**SET EXERCISE:** Tally the lines in the items below that contain the string "this". Reply with the number alone.

**Collected data entries:**

....................

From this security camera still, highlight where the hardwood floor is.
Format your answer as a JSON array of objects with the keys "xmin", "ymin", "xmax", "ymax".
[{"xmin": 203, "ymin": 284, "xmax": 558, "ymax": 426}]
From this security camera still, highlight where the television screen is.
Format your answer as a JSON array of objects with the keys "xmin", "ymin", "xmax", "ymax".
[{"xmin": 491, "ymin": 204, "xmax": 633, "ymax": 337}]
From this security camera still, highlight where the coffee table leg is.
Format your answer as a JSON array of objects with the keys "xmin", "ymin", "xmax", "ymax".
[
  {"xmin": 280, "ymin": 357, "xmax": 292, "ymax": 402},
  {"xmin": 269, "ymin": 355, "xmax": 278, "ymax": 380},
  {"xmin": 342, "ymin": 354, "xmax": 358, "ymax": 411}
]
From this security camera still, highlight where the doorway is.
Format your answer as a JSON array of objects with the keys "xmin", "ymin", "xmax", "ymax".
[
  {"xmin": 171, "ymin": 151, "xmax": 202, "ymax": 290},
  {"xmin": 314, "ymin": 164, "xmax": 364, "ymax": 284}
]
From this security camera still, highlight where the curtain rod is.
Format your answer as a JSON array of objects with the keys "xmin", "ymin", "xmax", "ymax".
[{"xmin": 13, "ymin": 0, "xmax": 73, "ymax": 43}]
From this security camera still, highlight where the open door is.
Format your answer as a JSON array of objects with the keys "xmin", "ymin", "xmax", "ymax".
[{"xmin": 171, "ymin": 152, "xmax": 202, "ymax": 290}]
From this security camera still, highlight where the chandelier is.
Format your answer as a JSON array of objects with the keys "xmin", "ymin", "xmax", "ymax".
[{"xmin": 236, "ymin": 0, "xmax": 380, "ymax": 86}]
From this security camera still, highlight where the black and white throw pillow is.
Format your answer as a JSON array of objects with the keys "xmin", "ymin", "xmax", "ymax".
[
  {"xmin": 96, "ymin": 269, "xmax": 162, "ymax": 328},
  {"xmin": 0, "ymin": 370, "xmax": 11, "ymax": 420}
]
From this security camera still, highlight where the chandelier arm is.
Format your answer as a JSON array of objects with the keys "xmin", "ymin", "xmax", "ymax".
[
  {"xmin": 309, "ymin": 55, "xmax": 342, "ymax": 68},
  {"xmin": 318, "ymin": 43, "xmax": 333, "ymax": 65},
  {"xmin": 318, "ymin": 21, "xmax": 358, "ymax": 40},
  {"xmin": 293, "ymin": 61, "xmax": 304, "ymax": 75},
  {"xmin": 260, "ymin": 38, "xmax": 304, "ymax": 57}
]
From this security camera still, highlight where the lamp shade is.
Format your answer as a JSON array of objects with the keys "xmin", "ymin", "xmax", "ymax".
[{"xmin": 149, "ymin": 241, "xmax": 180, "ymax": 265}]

....................

**RESULT:** 10